▶ TASK GOAL
Echo the items below line for line without changes, starting at the line containing "Thank you for the photograph. Please indicate the closet" and ending at the line containing "Target: hallway beyond doorway". Include both of those lines.

▶ LISTED RECORDS
┌──
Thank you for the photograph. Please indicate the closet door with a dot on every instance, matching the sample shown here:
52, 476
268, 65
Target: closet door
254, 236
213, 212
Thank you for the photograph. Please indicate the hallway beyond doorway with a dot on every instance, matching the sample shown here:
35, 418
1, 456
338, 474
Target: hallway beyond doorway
└──
┌──
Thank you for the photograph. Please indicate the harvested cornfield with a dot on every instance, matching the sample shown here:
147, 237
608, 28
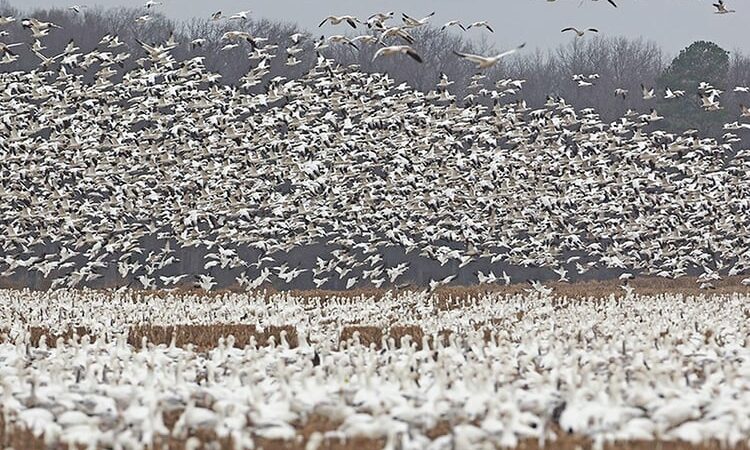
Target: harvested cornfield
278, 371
└──
┌──
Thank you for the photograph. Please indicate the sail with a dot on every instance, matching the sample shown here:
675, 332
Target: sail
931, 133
└──
▶ FINISHED ANSWER
Thank you for the photograph. Please indicate the closet door with a dot on every instance, matching the sample shown here:
52, 476
268, 65
Target: closet door
254, 236
213, 212
Thank you for the photograph. Please indicate the hallway beyond doorway with a dot on every instance, matching the sample shown here:
35, 418
1, 456
338, 474
Target: hallway beyond doorway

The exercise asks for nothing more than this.